WORK INSTRUCTIONS
a - According to the text on the album Amar Prithibi, how many copies has the album sold by its record label's count?
b - Please translate this sentence from the text on the album Amar Prithibi into Spanish: "Black's first released song, "Chena Dukkho", appeared on the mixed album Chharpotro in 2000."

Studio album by Black
- Released: 2002
- Recorded: 1999–02
- Studio: Sound Garden, Dhaka, Bangladesh
- Genre: Alternative rock
- Length: 41:09
- Label: G-Series

Black chronology
|  | আমার পৃথিবী (My Earth) (2002) | উৎসবের পর (After the Festival) (2003) |

= Amar Prithibi =

Amar Prithibi (আমার পৃথিবী) is the debut studio album by Bangladeshi alternative rock band Black, released in 2002 by G-Series. According to the record label, the album has sold over 300,000 copies. Years later and following the release of further albums, its songs "Amar Prithibi", "Amra", "Obhiman", "Prarthonad", and "Miththa" remained some of Black's most popular compositions with fans, according to journalists at The Daily Star and The Business Standard.

==Background and recording==
Black's first released song, "Chena Dukkho", appeared on the mixed album Chharpotro in 2000. Its success led to a record contract.

RECORDED DATA
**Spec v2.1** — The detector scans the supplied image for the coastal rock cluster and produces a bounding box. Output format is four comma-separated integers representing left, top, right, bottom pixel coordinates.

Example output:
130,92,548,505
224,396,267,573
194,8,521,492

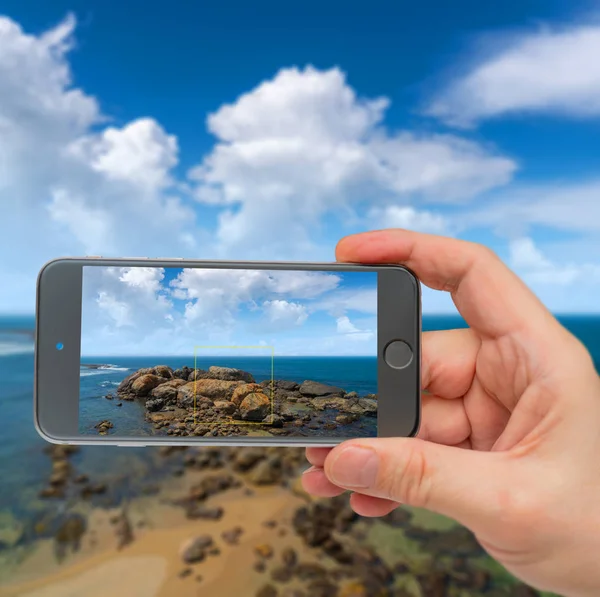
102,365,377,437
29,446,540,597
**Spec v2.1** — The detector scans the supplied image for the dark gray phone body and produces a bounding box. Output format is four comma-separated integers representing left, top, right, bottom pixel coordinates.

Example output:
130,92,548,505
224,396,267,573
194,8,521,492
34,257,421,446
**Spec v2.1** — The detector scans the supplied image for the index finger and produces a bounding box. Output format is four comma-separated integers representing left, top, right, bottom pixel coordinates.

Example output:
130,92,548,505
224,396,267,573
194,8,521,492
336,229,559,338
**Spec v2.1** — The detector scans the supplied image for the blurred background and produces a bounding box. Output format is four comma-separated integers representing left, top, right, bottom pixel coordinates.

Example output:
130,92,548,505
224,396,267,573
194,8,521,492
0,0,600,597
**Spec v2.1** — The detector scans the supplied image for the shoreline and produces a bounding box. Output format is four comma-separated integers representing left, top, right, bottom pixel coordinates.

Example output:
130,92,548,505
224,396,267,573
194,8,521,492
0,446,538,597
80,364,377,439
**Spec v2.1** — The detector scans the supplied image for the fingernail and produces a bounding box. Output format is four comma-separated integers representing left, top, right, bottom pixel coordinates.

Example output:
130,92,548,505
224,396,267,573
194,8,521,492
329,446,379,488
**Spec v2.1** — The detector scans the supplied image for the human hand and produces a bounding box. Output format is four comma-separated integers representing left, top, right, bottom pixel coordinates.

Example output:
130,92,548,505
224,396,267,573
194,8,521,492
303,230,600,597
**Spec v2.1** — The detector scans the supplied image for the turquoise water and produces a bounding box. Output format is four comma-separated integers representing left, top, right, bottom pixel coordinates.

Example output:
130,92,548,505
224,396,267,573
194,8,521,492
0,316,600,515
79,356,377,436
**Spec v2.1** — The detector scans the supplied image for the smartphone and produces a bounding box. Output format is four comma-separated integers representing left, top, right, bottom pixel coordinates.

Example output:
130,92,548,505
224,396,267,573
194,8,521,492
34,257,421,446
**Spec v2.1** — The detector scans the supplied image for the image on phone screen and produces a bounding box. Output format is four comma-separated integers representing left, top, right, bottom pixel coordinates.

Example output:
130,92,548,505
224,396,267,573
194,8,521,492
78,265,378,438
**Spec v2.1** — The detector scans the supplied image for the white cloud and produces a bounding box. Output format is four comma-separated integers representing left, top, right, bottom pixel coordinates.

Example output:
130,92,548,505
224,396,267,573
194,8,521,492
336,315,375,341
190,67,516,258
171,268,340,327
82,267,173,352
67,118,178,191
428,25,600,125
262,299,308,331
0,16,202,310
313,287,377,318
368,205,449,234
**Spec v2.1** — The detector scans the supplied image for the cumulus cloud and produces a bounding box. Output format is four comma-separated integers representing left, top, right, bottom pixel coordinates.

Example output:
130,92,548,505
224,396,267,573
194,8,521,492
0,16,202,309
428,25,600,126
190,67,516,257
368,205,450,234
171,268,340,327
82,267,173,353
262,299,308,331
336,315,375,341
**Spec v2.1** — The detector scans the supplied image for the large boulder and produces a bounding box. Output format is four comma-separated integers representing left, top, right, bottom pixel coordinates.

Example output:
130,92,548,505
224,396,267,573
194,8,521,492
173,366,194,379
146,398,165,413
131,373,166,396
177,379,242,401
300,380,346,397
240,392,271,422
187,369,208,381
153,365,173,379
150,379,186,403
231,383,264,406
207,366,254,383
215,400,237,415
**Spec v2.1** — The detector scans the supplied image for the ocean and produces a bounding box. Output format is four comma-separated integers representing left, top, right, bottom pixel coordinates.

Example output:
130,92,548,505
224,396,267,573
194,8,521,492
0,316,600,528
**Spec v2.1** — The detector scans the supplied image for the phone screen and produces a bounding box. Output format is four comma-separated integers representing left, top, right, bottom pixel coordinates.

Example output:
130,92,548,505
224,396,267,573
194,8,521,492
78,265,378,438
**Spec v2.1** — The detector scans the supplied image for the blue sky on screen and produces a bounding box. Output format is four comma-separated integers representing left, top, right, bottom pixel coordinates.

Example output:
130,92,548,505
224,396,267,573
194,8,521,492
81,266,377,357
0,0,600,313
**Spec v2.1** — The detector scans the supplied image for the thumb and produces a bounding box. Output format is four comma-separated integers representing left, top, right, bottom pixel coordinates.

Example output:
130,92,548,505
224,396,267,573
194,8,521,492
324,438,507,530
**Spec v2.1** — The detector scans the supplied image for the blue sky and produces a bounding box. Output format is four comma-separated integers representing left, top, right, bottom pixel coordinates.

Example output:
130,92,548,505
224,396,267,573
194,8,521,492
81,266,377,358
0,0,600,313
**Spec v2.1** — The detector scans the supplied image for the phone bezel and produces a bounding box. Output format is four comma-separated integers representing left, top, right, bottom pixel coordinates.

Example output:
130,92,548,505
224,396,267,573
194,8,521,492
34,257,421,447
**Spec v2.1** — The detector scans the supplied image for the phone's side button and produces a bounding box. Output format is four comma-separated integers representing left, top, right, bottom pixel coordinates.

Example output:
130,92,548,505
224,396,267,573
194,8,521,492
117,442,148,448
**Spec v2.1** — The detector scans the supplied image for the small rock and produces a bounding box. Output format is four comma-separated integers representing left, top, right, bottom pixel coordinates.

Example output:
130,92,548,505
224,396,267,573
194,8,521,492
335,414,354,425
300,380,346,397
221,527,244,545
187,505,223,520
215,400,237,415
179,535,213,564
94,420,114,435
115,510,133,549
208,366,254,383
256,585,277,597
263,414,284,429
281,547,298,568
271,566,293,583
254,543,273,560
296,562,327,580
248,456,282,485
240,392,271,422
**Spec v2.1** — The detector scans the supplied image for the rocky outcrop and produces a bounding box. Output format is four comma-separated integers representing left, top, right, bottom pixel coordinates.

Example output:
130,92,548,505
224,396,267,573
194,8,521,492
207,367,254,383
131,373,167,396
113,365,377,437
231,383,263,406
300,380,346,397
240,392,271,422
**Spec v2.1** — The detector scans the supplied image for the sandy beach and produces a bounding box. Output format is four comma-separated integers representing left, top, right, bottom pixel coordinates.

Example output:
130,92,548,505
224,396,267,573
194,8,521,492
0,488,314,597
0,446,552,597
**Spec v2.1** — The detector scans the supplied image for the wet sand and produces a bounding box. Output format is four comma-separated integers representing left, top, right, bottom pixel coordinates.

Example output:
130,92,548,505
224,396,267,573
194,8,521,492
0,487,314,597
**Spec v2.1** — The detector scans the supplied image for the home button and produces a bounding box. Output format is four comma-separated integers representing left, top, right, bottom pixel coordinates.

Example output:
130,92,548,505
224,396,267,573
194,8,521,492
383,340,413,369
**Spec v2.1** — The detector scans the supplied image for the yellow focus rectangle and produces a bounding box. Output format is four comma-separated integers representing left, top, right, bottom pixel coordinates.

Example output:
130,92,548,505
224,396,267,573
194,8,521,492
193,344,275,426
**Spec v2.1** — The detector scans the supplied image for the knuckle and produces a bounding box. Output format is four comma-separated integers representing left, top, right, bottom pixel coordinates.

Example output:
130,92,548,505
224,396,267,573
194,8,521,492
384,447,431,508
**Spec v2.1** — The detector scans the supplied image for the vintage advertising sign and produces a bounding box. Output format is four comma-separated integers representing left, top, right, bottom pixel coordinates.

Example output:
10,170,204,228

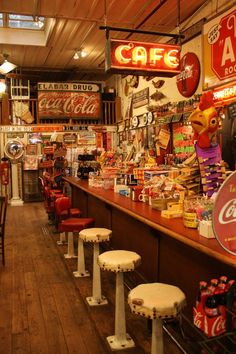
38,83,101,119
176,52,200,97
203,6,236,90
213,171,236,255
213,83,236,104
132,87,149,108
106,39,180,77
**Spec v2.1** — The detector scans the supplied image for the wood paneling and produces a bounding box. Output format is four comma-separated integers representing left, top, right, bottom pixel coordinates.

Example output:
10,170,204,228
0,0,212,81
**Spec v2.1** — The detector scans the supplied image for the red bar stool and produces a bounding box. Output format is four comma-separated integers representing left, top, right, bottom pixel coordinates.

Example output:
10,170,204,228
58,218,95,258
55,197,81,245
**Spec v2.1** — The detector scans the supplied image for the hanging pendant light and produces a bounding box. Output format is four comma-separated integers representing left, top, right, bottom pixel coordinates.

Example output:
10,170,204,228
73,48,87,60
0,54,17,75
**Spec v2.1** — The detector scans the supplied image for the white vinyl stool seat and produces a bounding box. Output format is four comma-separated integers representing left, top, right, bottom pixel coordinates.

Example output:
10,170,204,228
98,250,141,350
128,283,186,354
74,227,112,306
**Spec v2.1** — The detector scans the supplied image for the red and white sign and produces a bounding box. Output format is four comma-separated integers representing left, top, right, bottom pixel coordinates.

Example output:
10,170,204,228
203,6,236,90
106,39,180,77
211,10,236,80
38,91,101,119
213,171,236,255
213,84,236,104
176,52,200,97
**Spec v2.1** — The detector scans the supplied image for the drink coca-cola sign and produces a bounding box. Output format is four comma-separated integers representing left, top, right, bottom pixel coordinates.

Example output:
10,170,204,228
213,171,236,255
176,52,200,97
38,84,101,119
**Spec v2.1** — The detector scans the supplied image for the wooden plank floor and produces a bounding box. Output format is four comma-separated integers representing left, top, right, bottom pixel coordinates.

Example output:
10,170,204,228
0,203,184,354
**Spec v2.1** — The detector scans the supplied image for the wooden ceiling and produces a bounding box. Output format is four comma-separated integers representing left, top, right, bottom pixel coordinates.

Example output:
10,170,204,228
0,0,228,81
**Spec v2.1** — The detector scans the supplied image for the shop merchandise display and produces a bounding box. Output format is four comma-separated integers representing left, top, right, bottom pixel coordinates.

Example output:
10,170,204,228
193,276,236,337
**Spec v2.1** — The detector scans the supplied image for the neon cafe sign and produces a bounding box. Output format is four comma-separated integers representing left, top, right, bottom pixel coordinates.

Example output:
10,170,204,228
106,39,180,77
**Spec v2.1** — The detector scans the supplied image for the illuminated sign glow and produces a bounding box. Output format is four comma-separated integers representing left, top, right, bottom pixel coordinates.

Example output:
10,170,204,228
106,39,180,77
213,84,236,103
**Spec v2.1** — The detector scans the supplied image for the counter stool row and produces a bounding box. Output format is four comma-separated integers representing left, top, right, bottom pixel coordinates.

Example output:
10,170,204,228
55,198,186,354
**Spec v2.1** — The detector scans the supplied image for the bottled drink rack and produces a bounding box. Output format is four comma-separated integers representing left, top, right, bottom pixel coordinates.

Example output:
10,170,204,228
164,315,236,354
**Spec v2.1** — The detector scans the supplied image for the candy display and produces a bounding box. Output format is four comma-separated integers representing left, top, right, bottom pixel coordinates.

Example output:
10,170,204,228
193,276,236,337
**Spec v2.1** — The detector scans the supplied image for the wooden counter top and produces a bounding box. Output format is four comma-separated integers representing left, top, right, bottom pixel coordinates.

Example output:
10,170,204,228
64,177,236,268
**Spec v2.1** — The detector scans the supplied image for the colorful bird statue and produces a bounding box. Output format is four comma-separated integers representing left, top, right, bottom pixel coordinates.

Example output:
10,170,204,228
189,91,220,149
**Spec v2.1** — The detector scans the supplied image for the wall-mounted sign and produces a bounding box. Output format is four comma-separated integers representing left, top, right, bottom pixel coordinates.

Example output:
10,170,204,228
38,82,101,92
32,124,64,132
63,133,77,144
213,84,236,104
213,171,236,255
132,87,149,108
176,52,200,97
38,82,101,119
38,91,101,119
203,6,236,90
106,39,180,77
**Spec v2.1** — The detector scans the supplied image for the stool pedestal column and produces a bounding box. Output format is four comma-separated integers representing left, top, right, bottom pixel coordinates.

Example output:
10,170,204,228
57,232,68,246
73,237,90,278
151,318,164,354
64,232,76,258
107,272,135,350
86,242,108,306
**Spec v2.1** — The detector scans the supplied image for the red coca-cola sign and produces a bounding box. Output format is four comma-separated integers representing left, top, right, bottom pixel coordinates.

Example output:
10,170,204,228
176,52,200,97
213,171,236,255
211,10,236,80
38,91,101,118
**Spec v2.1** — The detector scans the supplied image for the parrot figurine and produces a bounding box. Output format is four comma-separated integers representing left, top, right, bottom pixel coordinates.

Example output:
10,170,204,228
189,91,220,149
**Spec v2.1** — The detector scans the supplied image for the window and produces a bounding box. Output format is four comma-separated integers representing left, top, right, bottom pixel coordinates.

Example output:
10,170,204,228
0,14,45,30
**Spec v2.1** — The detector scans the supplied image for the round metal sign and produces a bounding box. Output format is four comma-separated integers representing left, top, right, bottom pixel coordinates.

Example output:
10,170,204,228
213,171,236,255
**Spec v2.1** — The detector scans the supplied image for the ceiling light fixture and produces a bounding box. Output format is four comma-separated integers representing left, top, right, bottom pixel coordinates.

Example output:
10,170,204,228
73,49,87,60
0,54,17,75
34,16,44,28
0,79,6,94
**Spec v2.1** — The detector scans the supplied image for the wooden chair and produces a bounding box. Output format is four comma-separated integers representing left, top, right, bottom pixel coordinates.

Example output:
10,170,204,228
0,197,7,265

ANSWERS FOR THIS EXERCISE
a - Over 300,000 copies.

b - La primera canción publicada de Black, "Chena Dukkho", apareció en el álbum mixto Chharpotro en 2000.